SHORT TASK: Reproduce the portion of the biographical profile of Kazutaka Miyatake from "Kazutaka Watanabe (渡邊" to "Gundam SEED Destiny." word for word.

───── SELECTED EXTRACT ─────

- Born: Kazutaka Watanabe September 21, 1949 (age 76) Yokosuka, Kanagawa, Japan
- Education: Tokyo University of Agriculture and Technology
- Occupations: Visual artist; mechanical designer;
- Spouse: Tomoko Watanabe ​(died 2021)​

= Kazutaka Miyatake =

Japanese visual artist and anime designer (born 1949)

Kazutaka Watanabe (渡邊 一貴, Watanabe Kazutaka), better known as Kazutaka Miyatake (宮武 一貴, Miyatake Kazutaka), is a Japanese visual artist and anime designer known for the mechanical design of the Macross TV series and a number of its continuations from Studio Nue, of which he is a founding member. He has also contributed to the mecha design of other series such as Mobile Suit Gundam SEED Destiny.

───── DATASET ROWS ─────

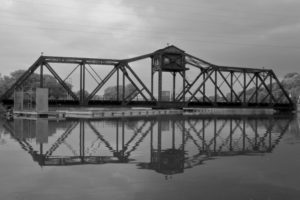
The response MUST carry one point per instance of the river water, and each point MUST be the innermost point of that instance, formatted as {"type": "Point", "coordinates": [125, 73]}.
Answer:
{"type": "Point", "coordinates": [175, 157]}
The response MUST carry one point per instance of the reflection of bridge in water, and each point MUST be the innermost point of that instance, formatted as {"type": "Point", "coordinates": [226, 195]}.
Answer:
{"type": "Point", "coordinates": [174, 144]}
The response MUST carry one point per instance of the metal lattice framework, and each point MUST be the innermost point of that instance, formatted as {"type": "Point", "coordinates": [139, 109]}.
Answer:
{"type": "Point", "coordinates": [233, 87]}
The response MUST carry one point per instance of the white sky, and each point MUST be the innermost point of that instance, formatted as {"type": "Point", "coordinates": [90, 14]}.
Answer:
{"type": "Point", "coordinates": [256, 33]}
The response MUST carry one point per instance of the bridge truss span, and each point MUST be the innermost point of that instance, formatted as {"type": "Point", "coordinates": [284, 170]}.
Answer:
{"type": "Point", "coordinates": [192, 82]}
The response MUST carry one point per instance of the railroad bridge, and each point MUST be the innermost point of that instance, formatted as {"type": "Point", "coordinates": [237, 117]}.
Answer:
{"type": "Point", "coordinates": [194, 82]}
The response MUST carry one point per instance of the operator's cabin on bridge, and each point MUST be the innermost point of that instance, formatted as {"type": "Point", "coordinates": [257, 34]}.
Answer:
{"type": "Point", "coordinates": [169, 59]}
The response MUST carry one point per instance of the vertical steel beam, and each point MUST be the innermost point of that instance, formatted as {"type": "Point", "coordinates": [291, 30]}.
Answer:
{"type": "Point", "coordinates": [256, 88]}
{"type": "Point", "coordinates": [118, 84]}
{"type": "Point", "coordinates": [244, 134]}
{"type": "Point", "coordinates": [174, 85]}
{"type": "Point", "coordinates": [123, 137]}
{"type": "Point", "coordinates": [173, 134]}
{"type": "Point", "coordinates": [215, 135]}
{"type": "Point", "coordinates": [183, 85]}
{"type": "Point", "coordinates": [81, 140]}
{"type": "Point", "coordinates": [230, 136]}
{"type": "Point", "coordinates": [271, 88]}
{"type": "Point", "coordinates": [203, 135]}
{"type": "Point", "coordinates": [204, 91]}
{"type": "Point", "coordinates": [245, 86]}
{"type": "Point", "coordinates": [117, 136]}
{"type": "Point", "coordinates": [83, 84]}
{"type": "Point", "coordinates": [123, 88]}
{"type": "Point", "coordinates": [231, 86]}
{"type": "Point", "coordinates": [159, 85]}
{"type": "Point", "coordinates": [216, 86]}
{"type": "Point", "coordinates": [158, 139]}
{"type": "Point", "coordinates": [41, 76]}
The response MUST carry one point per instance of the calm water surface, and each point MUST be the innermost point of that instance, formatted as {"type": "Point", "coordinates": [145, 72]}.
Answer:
{"type": "Point", "coordinates": [151, 158]}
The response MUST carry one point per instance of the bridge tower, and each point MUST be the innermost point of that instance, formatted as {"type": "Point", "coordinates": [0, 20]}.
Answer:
{"type": "Point", "coordinates": [171, 60]}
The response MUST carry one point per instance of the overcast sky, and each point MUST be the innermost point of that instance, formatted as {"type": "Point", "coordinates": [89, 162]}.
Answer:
{"type": "Point", "coordinates": [256, 33]}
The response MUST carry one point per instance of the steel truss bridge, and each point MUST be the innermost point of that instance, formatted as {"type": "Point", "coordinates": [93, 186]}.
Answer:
{"type": "Point", "coordinates": [191, 141]}
{"type": "Point", "coordinates": [232, 87]}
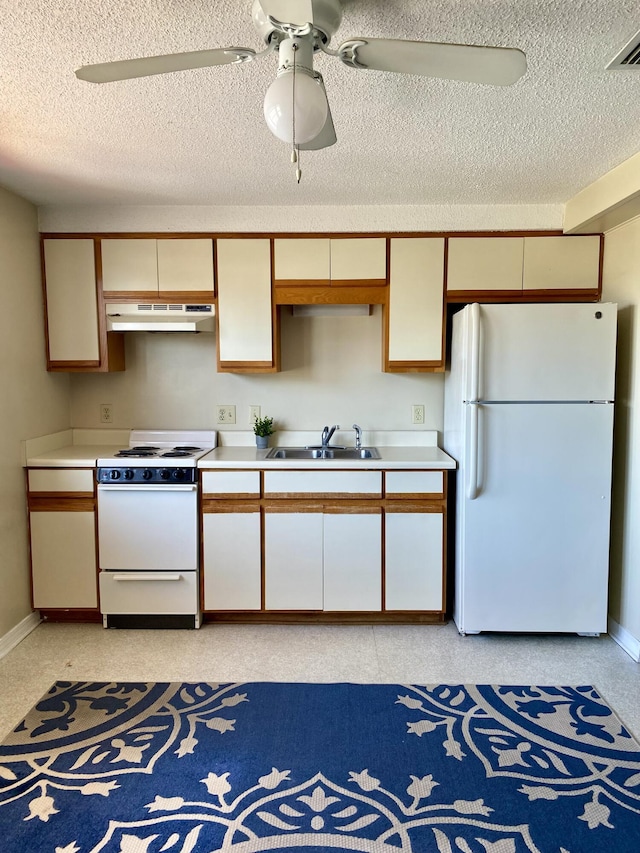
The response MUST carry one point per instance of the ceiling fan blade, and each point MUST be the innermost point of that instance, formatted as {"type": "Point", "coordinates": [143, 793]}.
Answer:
{"type": "Point", "coordinates": [297, 12]}
{"type": "Point", "coordinates": [128, 69]}
{"type": "Point", "coordinates": [327, 135]}
{"type": "Point", "coordinates": [497, 66]}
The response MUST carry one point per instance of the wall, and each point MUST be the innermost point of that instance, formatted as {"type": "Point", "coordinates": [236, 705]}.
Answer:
{"type": "Point", "coordinates": [330, 366]}
{"type": "Point", "coordinates": [621, 284]}
{"type": "Point", "coordinates": [331, 373]}
{"type": "Point", "coordinates": [34, 402]}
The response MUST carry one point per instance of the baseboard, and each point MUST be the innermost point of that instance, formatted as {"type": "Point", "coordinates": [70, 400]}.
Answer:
{"type": "Point", "coordinates": [17, 634]}
{"type": "Point", "coordinates": [624, 639]}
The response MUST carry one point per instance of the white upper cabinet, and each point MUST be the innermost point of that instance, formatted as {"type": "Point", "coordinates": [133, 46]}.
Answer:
{"type": "Point", "coordinates": [302, 260]}
{"type": "Point", "coordinates": [157, 266]}
{"type": "Point", "coordinates": [324, 259]}
{"type": "Point", "coordinates": [359, 258]}
{"type": "Point", "coordinates": [185, 265]}
{"type": "Point", "coordinates": [71, 300]}
{"type": "Point", "coordinates": [524, 264]}
{"type": "Point", "coordinates": [245, 309]}
{"type": "Point", "coordinates": [485, 263]}
{"type": "Point", "coordinates": [415, 333]}
{"type": "Point", "coordinates": [561, 263]}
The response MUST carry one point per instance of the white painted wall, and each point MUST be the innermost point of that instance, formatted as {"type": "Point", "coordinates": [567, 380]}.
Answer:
{"type": "Point", "coordinates": [330, 366]}
{"type": "Point", "coordinates": [331, 373]}
{"type": "Point", "coordinates": [33, 401]}
{"type": "Point", "coordinates": [621, 284]}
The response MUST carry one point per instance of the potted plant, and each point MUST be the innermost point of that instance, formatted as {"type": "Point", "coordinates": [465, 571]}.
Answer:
{"type": "Point", "coordinates": [263, 428]}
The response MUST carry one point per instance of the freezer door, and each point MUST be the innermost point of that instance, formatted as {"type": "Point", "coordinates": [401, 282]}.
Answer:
{"type": "Point", "coordinates": [541, 352]}
{"type": "Point", "coordinates": [532, 549]}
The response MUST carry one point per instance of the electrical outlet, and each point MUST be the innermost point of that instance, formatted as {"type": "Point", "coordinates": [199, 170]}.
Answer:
{"type": "Point", "coordinates": [225, 414]}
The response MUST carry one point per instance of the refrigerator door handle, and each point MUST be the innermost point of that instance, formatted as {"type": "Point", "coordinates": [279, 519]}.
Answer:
{"type": "Point", "coordinates": [472, 481]}
{"type": "Point", "coordinates": [474, 362]}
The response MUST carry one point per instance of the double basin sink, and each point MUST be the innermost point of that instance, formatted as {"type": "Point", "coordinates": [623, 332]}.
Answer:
{"type": "Point", "coordinates": [323, 453]}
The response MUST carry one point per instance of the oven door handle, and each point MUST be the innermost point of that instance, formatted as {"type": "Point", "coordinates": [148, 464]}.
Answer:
{"type": "Point", "coordinates": [169, 487]}
{"type": "Point", "coordinates": [146, 576]}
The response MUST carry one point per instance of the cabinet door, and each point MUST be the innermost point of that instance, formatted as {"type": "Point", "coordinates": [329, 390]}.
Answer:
{"type": "Point", "coordinates": [415, 328]}
{"type": "Point", "coordinates": [357, 258]}
{"type": "Point", "coordinates": [485, 263]}
{"type": "Point", "coordinates": [71, 301]}
{"type": "Point", "coordinates": [185, 265]}
{"type": "Point", "coordinates": [414, 560]}
{"type": "Point", "coordinates": [562, 263]}
{"type": "Point", "coordinates": [63, 559]}
{"type": "Point", "coordinates": [129, 265]}
{"type": "Point", "coordinates": [304, 259]}
{"type": "Point", "coordinates": [293, 560]}
{"type": "Point", "coordinates": [352, 561]}
{"type": "Point", "coordinates": [232, 561]}
{"type": "Point", "coordinates": [245, 312]}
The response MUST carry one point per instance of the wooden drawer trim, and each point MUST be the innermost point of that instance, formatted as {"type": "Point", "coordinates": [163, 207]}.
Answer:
{"type": "Point", "coordinates": [352, 294]}
{"type": "Point", "coordinates": [55, 481]}
{"type": "Point", "coordinates": [60, 503]}
{"type": "Point", "coordinates": [410, 504]}
{"type": "Point", "coordinates": [211, 505]}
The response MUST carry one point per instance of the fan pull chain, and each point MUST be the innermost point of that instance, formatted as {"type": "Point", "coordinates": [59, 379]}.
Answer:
{"type": "Point", "coordinates": [295, 151]}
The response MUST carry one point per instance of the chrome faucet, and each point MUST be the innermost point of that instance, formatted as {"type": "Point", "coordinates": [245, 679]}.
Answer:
{"type": "Point", "coordinates": [327, 433]}
{"type": "Point", "coordinates": [358, 436]}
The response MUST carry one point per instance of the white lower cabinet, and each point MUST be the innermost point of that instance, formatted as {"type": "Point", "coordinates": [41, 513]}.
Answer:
{"type": "Point", "coordinates": [323, 561]}
{"type": "Point", "coordinates": [63, 559]}
{"type": "Point", "coordinates": [293, 560]}
{"type": "Point", "coordinates": [414, 544]}
{"type": "Point", "coordinates": [232, 561]}
{"type": "Point", "coordinates": [348, 542]}
{"type": "Point", "coordinates": [352, 561]}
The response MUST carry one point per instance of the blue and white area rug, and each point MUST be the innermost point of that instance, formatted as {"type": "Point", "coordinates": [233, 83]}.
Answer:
{"type": "Point", "coordinates": [196, 768]}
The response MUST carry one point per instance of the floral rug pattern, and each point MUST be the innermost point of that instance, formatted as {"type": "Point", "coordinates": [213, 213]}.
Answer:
{"type": "Point", "coordinates": [200, 767]}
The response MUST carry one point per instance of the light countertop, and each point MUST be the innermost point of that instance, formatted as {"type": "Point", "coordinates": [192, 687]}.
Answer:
{"type": "Point", "coordinates": [390, 457]}
{"type": "Point", "coordinates": [82, 448]}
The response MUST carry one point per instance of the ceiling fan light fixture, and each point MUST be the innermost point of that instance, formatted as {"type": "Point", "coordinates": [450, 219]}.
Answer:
{"type": "Point", "coordinates": [311, 107]}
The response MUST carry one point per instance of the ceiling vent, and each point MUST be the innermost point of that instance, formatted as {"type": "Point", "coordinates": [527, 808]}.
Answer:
{"type": "Point", "coordinates": [629, 56]}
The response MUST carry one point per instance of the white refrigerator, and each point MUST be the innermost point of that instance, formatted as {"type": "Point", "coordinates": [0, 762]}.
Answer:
{"type": "Point", "coordinates": [529, 419]}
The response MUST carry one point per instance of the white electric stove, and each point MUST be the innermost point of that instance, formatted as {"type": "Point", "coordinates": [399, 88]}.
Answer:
{"type": "Point", "coordinates": [148, 531]}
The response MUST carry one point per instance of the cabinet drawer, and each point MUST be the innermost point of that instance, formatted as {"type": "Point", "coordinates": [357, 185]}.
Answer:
{"type": "Point", "coordinates": [398, 483]}
{"type": "Point", "coordinates": [293, 483]}
{"type": "Point", "coordinates": [61, 480]}
{"type": "Point", "coordinates": [237, 483]}
{"type": "Point", "coordinates": [157, 593]}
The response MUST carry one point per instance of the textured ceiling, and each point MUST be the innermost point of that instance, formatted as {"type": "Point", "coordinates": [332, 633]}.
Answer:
{"type": "Point", "coordinates": [199, 137]}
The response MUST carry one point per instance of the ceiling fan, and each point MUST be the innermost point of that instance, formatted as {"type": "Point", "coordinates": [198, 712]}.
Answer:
{"type": "Point", "coordinates": [296, 108]}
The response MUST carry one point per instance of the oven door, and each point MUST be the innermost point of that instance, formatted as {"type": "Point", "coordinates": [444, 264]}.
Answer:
{"type": "Point", "coordinates": [148, 527]}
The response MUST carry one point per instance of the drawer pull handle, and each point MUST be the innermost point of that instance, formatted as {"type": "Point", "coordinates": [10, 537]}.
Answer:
{"type": "Point", "coordinates": [147, 576]}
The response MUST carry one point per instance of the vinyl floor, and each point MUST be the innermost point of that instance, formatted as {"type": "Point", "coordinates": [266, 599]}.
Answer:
{"type": "Point", "coordinates": [415, 654]}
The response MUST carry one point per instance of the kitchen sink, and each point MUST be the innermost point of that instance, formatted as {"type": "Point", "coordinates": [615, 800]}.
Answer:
{"type": "Point", "coordinates": [323, 453]}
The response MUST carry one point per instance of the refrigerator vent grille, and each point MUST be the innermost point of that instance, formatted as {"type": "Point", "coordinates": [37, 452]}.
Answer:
{"type": "Point", "coordinates": [629, 57]}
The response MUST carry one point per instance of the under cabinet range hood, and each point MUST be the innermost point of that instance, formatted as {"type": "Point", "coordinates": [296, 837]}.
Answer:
{"type": "Point", "coordinates": [152, 317]}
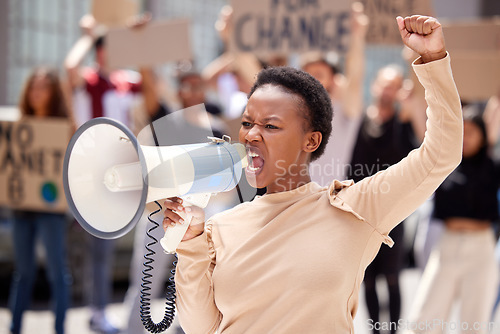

─────

CORRECT RESPONSE:
Kazutaka Watanabe (渡邊 一貴, Watanabe Kazutaka), better known as Kazutaka Miyatake (宮武 一貴, Miyatake Kazutaka), is a Japanese visual artist and anime designer known for the mechanical design of the Macross TV series and a number of its continuations from Studio Nue, of which he is a founding member. He has also contributed to the mecha design of other series such as Mobile Suit Gundam SEED Destiny.